**Selected passage:**
▼▼▼

Future Tense

The 2015 Ig Nobel Prize Winners Include a Researcher Who Let a Bee Sting His Penis

Chemists Joost Bonsen and Daniel Rosenberg perform at the 2007 Ig Nobel Prize ceremony.* That year, prizes included a literally bottomless bowl of soup, a net that drops on bank robbers, and vanilla made from cow dung.

Photo by Stan Honda/AFP/Getty Images

Did you know that if you attach a weighted stick to the back of a chicken, it walks like a dinosaur? Or that every mammal has an average bladder-emptying rate of 21 seconds?

No, you did not know (or care to know) these things, but now you do! Thanks to this year’s winners of the Ig Nobel Prizes, a parody award ceremony run by the science humor magazine Annals of Improbable Research. Now in its 25th year, the spoof-Nobels do what all good satire should do: “make people laugh, and then think.” Every September at Harvard University, real Nobel laureates present 10 prizes to scientists for their absurd (but thought-provoking) research.

The experiments can seem more like the brainchildren of teenage boys than of respectable adults. This year’s honorees include two Austrian researchers who wanted to find out whether it was physically possible for Moulay Ismail the Bloodthirsty, the 17th-century  Sharifian Emperor of Morocco, to father 888 children. They won the mathematics Ig for their paper “The Case of Moulay Ismael—Fact or Fancy?

“It’s a lot of work it turns out,” Elisabeth Oberzaucher, a co-author on the study, told the Guardian. “Moulay had to have had sex once or twice a day, which you might actually regard as a low number, but if you think this is every day, every single day for an entire life, this is quite a lot.”

University of Arizona entomologist Justin Schmidt and Cornell graduate student of neurobiology and behavior Michael Smith won the physiology and entomology Ig for creating the “Schmidt Sting Pain Index,” which rates the pain people feel after getting stung by various insects. Smith pressed bees against 25 different parts of his body until they stung him. Five stings a day for 38 days later, Smith concluded that the most painful sting locations were the nostril, the upper lip, and the penis. Ouch.

All the places Smith let insects sting him.

PeerJ Journal

As silly as they sound, not all of the Ig awards lack scientific applicability. A cohort of scientists from 12 different countries won in the medicine category for accurately diagnosing patients with appendicitis based on an unusual measurement: speed bumps. They found that patients are more likely to have appendicitis if they report pain during bumpy car rides. Their work was published in the British Medical Journal.

▲▲▲

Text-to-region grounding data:
▼▼▼

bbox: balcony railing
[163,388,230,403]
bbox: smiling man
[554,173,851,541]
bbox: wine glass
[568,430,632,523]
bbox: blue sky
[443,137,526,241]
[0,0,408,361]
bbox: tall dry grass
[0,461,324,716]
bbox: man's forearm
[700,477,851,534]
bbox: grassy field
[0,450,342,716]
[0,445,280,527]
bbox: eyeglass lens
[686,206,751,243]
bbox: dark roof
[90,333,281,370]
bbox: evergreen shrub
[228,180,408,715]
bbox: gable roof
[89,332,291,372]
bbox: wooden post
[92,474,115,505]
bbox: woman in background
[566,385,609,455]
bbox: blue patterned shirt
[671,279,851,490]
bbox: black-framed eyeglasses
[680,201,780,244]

▲▲▲

**Exercises:**
1 - According to the Ig Nobel Prize article, why is the medicine-category win an example of an Ig award with scientific applicability?
2 - Echo the Ig Nobel Prize article word for word from "Future Tense" to "of 21 seconds?".
These entries have no connection to the article.

**Responses by task:**
1 - The winners accurately diagnosed appendicitis using speed bumps. They found that patients who report pain during bumpy car rides are more likely to have appendicitis, and their work was published in the British Medical Journal.

2 -
Future Tense

The 2015 Ig Nobel Prize Winners Include a Researcher Who Let a Bee Sting His Penis

Chemists Joost Bonsen and Daniel Rosenberg perform at the 2007 Ig Nobel Prize ceremony.* That year, prizes included a literally bottomless bowl of soup, a net that drops on bank robbers, and vanilla made from cow dung.

Photo by Stan Honda/AFP/Getty Images

Did you know that if you attach a weighted stick to the back of a chicken, it walks like a dinosaur? Or that every mammal has an average bladder-emptying rate of 21 seconds?